— START Dataset entries —

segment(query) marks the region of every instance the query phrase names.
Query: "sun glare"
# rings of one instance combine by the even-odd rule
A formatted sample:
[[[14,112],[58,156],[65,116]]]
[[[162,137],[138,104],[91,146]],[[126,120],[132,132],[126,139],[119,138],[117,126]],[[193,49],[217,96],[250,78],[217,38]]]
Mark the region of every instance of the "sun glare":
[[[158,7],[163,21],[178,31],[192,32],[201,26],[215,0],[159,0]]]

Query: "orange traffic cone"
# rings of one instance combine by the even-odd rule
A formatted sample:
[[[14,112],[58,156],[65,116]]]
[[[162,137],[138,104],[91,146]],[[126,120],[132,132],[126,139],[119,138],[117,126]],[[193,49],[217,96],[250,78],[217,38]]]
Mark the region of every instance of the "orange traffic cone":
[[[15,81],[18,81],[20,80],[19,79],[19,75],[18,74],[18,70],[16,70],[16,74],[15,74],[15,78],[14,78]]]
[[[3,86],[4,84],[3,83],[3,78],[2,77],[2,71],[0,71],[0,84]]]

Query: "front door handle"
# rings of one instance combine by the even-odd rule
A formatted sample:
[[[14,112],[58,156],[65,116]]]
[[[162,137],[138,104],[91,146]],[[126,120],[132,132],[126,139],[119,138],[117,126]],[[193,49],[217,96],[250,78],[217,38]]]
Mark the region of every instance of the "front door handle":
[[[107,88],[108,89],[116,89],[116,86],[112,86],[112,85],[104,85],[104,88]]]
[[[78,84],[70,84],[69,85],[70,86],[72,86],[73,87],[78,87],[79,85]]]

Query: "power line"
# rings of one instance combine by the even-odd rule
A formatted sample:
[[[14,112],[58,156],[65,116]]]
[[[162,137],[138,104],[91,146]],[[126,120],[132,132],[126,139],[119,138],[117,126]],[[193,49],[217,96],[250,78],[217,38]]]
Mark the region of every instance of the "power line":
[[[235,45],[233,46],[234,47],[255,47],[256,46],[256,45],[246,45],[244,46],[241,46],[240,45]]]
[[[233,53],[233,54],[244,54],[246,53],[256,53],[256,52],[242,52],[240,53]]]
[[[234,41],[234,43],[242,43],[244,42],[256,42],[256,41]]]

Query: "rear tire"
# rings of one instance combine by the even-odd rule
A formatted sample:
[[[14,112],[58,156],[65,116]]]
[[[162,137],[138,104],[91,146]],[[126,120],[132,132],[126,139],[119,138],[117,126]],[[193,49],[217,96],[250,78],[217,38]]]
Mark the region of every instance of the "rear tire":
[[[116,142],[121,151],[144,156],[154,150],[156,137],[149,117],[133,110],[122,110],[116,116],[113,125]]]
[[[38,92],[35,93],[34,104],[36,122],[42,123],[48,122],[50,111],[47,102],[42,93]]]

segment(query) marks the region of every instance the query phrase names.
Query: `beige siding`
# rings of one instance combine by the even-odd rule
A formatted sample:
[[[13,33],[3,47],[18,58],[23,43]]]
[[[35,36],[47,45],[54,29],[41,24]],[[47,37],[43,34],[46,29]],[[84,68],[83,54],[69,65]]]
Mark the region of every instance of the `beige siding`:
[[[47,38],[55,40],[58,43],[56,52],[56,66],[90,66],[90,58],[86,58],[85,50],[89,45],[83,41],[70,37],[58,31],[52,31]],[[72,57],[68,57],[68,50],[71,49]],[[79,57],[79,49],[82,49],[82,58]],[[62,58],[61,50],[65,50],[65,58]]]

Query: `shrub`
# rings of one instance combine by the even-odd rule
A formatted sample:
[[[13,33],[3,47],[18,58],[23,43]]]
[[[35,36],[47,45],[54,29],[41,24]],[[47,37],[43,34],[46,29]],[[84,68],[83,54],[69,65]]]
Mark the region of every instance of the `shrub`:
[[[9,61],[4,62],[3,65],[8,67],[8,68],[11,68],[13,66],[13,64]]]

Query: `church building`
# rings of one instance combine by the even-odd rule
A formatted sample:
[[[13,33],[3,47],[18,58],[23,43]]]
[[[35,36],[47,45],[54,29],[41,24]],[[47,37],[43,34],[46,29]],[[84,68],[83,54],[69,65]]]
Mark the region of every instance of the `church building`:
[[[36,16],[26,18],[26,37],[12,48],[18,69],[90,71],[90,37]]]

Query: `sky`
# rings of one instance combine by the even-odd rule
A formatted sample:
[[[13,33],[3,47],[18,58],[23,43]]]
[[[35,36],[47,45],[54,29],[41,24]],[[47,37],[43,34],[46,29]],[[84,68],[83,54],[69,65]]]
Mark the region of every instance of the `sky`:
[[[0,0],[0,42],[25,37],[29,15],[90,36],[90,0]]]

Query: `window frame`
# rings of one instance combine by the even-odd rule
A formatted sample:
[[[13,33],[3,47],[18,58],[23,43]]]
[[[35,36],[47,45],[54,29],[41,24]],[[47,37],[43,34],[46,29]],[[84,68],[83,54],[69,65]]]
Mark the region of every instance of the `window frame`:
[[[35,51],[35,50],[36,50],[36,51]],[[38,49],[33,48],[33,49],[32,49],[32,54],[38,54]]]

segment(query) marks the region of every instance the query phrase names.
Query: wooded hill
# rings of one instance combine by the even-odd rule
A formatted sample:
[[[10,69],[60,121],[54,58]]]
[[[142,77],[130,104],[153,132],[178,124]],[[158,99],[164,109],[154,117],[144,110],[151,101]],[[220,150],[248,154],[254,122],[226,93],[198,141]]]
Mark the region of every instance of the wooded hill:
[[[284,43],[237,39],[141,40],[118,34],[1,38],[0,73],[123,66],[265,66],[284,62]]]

— END Dataset entries —

What the task requires:
Rescale the records from their start through the line containing "[[[158,7],[163,21],[178,31],[192,32],[201,26],[215,0],[159,0]]]", both ends included, and repeat every line in that span. Multiply each coordinate in the answers by 2.15 and round to whole numbers with halves going up, leaving the requests and their format samples unchanged.

Full answer:
segment(query) marks the region of every instance the query phrase names.
Query: "sun glare"
# rings of one instance combine by the even-odd rule
A formatted sample:
[[[14,112],[58,156],[65,116]]]
[[[162,137],[138,104],[91,146]],[[126,120],[132,132],[126,139],[119,138],[117,126]],[[193,49],[217,96],[250,78],[217,38]]]
Mark the region of every instance of the "sun glare":
[[[340,15],[350,45],[383,67],[413,69],[432,56],[462,0],[342,0]]]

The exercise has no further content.